* DOCUMENT SECTION *
────────
And the brightest of bright spots are often the students themselves. When working with struggling readers, it's most important to get to know the readers themselves. I use the data to help me make plans for my students...but then I try to forget about the data while I'm working with the students. We had so much fun reading the first chapter of Toys Go Out together and laughing about StingRay's mistaken ideas about a vet. Yes, it's hard, but it's also rewarding.

Monday, September 10, 2012

Start of Year Assessments

Now that the school year is underway, I am giving careful thought to finding out about my readers. What do I know about them? What do I need to know?

I begin with last year's test scores. I think that these are valuable in that they tell me what readers can do with extended texts in a rigorous situation. But these scores are not enough, especially for those who are struggling readers. Our next step is to assess students. Our team has found great success with the short assessments in the CORE book. The screening tools are quick to give and help us to see patterns.

Next, we do the oral reading fluency measures in Scholastic's Fluency Formula. I like the assessment in which we do three one-minute measures, and then take the median score as the one that we record. This helps kids to get over their nervousness of reading aloud to us!

So what next? It's tempting to stop here. But I always like to do one more extended response question, preferably one that has students support an inference with details from the text. (Examples of these are in my book, The Forest AND the Trees.) This kind of thinking and writing is heavily represented in the Common Core. But it's nothing new--being able to cite specific evidence from the text has always been a key skill for writers and readers. Once I have the responses in hand, I can match them up with the other assessments to see how readers do across multiple assessments in multiple situations. This graphic that I made for a workshop several years ago shows how I think about these responses and use them to plan instruction:

With all of this data in hand, we can start planning intervention groups, guided reading groups, and everyday classroom instruction. That is when the fun can begin!

Saturday, September 8, 2012

Getting started with independent reading

It's been quite a week. We've tried our hardest to keep cool in the muggy September afternoons! Teaching in a 60-year-old building has its charms, but lack of air conditioning is not one of them.

Of course, on Wednesday night, I decided that I was hot and sweaty already--might as well go pick raspberries and flowers! The end result was a gorgeous bouquet, four pints of fresh berries to give to colleagues, and two big containers of jam.

In school this week I've worked hard to get kids working on independent reading, just like I do every fall. I'm glad that I wrote these lesson plans several years ago--I still print them and follow them each year! The start of the school year is overwhelming enough without starting from scratch.

The path to independent reading starts with read alouds. During read aloud, I can model the kinds of thinking that I'm expecting of students during independent reading. Over the course of this week, students slowly took over the task of thinking about our shared texts.

Tuesday: Students shared their thinking with a partner. I generalized the kind of thinking from what they shared ("You shared a question. Questioning is a kind of thinking that readers do.") and made a chart.
Wednesday: Students wrote their thinking on two sticky notes when I stopped at two points in the text. They shared their thinking with a partner, and we tried to categorize their thinking. ("When you make a guess about how a character is feeling, that's a kind of thinking called inferring.")
Thursday: Students wrote their thinking on two sticky notes about our read aloud, and then two sticky notes from independent reading. They tried to categorize their thinking and wrote symbols like question marks, exclamation points, or stars to represent different kinds of thinking.
Friday: Students graduated to putting their thinking on a chart that they will use over the next few weeks.
────────
* EXCERPTED RECORDS *

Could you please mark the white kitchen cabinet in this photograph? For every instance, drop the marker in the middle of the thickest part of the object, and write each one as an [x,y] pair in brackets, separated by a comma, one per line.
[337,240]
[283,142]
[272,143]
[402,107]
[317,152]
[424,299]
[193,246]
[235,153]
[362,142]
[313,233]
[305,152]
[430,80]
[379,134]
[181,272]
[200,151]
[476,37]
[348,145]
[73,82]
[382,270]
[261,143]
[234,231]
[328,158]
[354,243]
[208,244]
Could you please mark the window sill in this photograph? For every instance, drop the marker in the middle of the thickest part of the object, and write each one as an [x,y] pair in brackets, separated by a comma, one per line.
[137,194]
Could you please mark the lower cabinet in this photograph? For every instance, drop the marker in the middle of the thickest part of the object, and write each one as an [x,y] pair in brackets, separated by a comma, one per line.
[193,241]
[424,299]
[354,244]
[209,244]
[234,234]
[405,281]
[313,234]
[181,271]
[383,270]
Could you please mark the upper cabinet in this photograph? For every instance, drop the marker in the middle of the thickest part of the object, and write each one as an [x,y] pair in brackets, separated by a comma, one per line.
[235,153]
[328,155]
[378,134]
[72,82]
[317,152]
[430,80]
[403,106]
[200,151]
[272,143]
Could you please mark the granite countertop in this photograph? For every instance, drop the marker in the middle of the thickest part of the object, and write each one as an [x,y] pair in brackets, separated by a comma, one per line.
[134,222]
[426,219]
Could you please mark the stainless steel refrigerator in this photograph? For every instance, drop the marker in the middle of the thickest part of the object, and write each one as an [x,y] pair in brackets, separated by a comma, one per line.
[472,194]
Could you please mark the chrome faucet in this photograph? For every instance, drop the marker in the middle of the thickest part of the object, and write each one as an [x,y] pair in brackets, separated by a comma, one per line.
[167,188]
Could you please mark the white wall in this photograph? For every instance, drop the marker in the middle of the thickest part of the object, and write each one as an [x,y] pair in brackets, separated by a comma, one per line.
────────
* EXERCISES *
1. Reproduce the blog text word for word between "In school this" and "our shared texts.", inclusive.
2. In the blog text, which score from the oral reading fluency measures does the teacher record?
3. Translate this sentence from the blog text into Spanish: "The path to independent reading starts with read alouds."

* ANSWERS GIVEN *
1.
In school this week I've worked hard to get kids working on independent reading, just like I do every fall. I'm glad that I wrote these lesson plans several years ago--I still print them and follow them each year! The start of the school year is overwhelming enough without starting from scratch.

The path to independent reading starts with read alouds. During read aloud, I can model the kinds of thinking that I'm expecting of students during independent reading. Over the course of this week, students slowly took over the task of thinking about our shared texts.

2. The median score of three one-minute measures.

3. El camino hacia la lectura independiente comienza con las lecturas en voz alta.